● What the task asks: Count the lines in the records that contain the string "nursery", treating case as significant. Reply with the number alone.

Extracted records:
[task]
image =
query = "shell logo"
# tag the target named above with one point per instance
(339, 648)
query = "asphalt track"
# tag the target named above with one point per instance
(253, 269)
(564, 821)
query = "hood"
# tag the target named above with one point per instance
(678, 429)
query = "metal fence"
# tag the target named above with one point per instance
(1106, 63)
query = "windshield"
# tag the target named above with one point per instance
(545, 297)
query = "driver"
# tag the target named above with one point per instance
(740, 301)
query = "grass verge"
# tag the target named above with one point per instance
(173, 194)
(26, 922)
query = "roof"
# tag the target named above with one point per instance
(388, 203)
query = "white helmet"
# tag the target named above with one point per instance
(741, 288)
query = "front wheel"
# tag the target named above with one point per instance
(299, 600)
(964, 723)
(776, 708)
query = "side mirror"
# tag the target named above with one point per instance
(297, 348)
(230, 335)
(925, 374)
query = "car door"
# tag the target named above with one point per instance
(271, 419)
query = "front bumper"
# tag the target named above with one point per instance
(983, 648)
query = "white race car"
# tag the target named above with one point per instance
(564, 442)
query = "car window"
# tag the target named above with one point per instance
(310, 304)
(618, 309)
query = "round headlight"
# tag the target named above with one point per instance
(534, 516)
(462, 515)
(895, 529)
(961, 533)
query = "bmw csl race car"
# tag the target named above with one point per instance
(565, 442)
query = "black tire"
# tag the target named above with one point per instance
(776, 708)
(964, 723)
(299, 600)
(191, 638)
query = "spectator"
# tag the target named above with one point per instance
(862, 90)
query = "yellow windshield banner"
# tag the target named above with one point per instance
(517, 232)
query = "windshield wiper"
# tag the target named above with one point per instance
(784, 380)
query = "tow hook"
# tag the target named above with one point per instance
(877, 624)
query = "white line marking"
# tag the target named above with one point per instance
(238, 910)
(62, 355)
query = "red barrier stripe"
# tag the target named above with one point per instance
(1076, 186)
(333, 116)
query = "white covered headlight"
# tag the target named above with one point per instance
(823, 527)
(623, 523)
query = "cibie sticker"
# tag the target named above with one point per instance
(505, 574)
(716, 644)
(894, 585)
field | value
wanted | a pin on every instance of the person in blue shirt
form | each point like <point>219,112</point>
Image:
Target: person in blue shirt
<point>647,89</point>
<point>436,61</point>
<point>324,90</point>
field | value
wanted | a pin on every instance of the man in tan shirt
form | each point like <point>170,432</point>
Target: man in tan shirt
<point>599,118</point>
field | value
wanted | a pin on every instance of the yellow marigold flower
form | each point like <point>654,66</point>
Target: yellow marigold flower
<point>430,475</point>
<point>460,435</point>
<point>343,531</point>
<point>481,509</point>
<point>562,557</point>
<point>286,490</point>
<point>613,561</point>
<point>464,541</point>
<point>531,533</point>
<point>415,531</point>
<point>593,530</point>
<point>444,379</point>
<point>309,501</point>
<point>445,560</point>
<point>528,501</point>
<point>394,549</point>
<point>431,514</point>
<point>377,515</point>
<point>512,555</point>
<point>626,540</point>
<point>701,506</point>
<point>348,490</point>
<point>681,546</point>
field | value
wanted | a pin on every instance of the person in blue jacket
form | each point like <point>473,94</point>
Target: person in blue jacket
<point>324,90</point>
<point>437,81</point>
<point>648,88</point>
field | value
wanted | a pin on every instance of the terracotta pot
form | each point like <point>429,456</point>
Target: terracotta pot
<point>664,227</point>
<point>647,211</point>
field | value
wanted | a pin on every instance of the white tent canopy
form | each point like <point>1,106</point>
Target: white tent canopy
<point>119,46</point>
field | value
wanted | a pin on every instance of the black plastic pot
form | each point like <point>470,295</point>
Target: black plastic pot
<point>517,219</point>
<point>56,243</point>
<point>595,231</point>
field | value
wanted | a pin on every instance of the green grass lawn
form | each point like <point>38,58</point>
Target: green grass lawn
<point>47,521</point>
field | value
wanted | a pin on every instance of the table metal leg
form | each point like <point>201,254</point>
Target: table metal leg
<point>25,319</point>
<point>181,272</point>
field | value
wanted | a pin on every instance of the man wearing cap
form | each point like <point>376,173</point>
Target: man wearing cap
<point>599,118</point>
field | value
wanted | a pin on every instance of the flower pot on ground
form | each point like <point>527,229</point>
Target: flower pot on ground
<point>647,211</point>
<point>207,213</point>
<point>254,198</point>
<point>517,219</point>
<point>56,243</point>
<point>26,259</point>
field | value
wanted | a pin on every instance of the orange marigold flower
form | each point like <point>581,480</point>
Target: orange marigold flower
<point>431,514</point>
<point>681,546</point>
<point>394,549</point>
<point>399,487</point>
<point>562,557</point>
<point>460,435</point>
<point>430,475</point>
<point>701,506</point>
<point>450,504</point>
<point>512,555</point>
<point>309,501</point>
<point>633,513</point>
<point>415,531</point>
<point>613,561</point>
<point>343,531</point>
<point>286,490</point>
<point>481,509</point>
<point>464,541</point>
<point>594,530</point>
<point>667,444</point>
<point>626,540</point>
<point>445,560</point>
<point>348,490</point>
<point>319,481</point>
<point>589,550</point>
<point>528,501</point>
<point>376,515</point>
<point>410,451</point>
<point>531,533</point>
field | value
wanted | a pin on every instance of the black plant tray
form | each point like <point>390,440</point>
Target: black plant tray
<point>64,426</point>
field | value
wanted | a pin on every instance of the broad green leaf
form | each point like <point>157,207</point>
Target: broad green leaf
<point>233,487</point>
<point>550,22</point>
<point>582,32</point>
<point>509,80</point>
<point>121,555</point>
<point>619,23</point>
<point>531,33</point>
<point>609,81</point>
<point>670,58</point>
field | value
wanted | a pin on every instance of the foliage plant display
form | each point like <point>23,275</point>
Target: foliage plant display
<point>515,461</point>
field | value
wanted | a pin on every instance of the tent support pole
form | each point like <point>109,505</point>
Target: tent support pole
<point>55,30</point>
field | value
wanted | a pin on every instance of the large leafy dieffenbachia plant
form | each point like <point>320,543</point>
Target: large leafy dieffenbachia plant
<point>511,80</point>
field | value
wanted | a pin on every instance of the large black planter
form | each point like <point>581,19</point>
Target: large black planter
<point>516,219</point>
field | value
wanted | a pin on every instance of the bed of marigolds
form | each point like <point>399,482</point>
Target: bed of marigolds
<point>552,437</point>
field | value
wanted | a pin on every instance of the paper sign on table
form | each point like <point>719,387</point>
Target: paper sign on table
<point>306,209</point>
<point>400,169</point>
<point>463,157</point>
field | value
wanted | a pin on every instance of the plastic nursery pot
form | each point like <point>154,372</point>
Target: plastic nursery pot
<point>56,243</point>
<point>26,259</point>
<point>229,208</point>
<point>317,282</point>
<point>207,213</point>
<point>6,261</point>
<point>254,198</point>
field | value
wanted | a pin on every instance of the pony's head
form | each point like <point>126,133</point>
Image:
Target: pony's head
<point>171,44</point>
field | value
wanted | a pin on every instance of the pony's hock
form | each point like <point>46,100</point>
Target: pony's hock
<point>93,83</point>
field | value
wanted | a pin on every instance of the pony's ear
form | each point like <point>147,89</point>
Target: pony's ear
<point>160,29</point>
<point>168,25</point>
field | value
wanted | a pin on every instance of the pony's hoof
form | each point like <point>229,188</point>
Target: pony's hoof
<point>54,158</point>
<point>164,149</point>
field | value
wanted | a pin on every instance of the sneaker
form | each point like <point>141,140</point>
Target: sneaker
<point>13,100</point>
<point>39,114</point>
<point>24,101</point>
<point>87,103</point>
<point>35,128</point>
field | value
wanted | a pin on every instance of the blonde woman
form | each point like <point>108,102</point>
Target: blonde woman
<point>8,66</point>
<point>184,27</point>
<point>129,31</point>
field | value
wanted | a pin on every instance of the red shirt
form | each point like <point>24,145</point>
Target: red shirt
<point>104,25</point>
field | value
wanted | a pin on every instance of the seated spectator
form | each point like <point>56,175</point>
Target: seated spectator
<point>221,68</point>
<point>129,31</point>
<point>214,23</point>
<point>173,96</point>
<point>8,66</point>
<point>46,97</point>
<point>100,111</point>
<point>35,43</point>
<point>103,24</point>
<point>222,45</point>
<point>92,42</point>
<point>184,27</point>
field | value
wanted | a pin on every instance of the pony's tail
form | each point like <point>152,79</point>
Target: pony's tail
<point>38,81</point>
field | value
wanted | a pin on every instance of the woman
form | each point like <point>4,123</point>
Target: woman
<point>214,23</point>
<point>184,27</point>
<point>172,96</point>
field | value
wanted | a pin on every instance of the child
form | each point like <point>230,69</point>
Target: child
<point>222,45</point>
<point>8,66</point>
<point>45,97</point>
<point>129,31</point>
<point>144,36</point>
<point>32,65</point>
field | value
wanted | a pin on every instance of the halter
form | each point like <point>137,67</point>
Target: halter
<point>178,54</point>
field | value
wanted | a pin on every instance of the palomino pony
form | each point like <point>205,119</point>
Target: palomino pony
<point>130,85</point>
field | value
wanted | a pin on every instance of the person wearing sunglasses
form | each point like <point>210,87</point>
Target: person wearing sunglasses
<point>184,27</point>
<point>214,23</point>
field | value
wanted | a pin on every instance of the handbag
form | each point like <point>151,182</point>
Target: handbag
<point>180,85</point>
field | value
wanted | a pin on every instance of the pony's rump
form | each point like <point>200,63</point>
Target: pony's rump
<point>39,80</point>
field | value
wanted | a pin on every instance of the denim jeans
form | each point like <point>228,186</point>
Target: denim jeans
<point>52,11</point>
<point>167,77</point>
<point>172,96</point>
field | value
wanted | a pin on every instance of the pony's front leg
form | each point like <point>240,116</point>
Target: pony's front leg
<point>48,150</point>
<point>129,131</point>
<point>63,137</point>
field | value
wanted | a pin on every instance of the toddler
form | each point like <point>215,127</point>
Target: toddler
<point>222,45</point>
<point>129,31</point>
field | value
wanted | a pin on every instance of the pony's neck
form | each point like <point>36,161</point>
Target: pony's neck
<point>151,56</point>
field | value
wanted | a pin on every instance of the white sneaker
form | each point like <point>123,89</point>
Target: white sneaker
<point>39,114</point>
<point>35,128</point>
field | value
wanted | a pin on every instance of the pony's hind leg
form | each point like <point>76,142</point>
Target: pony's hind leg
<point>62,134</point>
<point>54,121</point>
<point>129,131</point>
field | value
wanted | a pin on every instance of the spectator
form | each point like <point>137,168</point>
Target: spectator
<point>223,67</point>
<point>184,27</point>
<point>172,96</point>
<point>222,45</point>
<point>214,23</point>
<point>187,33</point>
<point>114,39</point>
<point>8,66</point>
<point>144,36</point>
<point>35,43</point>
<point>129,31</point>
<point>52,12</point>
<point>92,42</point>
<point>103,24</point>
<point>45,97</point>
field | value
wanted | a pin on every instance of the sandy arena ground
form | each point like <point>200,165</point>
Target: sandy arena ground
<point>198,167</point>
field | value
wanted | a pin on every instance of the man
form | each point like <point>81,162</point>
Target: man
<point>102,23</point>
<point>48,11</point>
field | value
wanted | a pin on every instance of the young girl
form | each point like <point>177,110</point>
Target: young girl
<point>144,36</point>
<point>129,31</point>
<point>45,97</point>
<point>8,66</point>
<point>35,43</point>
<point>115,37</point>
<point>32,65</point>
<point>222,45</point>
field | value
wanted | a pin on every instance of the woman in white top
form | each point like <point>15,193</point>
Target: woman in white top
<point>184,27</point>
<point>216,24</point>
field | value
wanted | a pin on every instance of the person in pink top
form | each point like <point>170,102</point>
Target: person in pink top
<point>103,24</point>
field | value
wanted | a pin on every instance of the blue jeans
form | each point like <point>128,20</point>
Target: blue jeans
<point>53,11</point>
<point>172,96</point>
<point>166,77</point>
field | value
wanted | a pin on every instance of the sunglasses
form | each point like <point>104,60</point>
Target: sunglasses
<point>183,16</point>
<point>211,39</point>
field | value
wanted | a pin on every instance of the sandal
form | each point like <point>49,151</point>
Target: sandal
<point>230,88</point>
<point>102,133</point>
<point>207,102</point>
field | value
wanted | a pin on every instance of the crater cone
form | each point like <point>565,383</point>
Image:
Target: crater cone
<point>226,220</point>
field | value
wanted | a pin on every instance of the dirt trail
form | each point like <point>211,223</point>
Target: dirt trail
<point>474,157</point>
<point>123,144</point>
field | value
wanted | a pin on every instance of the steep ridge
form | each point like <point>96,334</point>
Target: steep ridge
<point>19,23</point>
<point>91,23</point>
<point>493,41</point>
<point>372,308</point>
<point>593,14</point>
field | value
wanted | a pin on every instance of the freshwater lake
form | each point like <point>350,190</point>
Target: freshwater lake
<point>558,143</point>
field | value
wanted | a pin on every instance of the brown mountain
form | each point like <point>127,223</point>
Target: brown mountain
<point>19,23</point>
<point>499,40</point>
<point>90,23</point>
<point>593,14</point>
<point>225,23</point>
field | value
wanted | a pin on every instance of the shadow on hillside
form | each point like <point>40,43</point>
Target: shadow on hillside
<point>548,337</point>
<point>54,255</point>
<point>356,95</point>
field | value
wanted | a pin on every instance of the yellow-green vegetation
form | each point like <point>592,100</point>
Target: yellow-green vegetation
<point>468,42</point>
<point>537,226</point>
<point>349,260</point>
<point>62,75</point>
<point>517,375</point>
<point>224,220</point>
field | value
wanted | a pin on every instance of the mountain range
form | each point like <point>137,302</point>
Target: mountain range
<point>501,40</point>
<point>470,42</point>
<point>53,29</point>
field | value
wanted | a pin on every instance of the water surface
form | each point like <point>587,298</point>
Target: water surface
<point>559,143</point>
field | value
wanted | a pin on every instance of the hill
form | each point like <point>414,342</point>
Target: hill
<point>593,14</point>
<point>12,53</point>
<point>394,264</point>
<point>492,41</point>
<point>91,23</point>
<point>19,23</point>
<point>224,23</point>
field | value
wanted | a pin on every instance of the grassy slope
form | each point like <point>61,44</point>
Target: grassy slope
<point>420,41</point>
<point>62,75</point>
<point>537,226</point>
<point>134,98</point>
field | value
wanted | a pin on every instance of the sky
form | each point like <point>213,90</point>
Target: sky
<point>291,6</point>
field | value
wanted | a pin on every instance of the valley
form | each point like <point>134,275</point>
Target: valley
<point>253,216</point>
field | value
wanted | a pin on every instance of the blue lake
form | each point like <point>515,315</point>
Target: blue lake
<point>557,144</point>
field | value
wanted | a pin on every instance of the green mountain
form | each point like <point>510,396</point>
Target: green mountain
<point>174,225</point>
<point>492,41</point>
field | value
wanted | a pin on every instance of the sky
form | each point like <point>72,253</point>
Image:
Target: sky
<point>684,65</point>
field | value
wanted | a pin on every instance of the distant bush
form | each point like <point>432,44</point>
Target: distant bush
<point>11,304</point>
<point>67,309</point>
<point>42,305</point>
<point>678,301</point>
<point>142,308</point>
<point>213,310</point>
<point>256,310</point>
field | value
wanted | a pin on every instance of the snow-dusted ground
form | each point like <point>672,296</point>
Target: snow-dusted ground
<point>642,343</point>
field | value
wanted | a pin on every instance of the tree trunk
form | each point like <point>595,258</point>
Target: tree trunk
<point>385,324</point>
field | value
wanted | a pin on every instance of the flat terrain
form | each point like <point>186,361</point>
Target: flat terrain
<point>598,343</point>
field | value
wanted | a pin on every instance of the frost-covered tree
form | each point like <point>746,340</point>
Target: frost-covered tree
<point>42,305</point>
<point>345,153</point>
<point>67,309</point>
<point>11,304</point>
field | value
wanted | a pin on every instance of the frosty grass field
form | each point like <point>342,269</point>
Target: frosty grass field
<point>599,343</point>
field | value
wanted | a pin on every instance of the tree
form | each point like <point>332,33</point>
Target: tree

● Result of the exercise: 2